### Set problem
State how many lines in the items below contain the word "mountain". Case counts, and the reply should be only the number.

Entries taken from a collection
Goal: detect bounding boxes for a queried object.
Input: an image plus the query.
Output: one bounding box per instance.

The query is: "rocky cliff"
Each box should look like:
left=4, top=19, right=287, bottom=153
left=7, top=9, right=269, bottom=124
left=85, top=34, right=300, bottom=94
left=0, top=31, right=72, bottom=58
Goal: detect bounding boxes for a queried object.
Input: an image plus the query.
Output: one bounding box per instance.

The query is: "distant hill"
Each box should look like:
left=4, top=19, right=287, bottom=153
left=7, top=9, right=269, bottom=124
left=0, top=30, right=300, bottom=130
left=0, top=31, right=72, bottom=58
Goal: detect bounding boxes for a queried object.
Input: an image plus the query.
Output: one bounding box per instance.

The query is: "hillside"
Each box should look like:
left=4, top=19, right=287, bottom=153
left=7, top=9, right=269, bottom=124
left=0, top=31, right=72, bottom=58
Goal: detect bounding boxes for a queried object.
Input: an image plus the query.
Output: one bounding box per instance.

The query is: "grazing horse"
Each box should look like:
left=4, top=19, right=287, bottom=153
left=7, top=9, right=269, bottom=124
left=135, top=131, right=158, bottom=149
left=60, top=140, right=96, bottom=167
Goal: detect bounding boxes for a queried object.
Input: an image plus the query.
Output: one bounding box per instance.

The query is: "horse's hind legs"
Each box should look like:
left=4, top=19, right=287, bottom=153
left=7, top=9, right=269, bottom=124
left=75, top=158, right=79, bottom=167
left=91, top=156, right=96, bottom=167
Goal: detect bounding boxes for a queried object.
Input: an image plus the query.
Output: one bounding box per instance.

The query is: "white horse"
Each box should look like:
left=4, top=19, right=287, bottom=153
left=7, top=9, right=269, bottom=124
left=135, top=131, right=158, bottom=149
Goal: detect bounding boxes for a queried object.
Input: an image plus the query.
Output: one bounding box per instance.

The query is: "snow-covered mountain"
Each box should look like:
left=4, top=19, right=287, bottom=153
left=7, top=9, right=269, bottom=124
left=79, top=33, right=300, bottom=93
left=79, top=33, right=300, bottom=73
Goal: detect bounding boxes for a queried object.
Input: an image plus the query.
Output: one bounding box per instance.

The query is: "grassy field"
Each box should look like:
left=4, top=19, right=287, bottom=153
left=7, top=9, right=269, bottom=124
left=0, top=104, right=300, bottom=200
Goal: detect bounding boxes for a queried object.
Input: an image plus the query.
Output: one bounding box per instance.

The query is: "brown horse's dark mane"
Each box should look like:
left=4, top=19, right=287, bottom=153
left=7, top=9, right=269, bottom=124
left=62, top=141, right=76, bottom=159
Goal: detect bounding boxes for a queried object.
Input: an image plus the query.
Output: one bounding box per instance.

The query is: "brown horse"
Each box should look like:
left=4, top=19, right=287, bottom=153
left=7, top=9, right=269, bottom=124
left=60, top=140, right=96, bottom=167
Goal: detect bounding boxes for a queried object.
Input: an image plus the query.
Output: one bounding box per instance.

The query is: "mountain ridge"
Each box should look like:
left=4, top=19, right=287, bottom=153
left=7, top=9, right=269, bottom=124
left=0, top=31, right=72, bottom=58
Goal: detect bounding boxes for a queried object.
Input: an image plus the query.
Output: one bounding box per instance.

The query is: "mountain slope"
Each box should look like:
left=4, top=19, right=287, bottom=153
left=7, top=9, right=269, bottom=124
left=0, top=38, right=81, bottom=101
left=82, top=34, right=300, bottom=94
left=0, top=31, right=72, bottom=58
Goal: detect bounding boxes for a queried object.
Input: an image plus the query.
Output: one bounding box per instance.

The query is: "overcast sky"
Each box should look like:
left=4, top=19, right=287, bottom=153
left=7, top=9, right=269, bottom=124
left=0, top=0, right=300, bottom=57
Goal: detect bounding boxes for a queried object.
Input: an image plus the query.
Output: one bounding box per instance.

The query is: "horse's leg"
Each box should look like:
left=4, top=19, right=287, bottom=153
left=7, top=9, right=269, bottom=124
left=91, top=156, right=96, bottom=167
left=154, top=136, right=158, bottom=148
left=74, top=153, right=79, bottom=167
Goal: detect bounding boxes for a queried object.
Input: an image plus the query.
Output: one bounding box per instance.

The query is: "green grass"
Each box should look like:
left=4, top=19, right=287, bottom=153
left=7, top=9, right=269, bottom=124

### Solution
3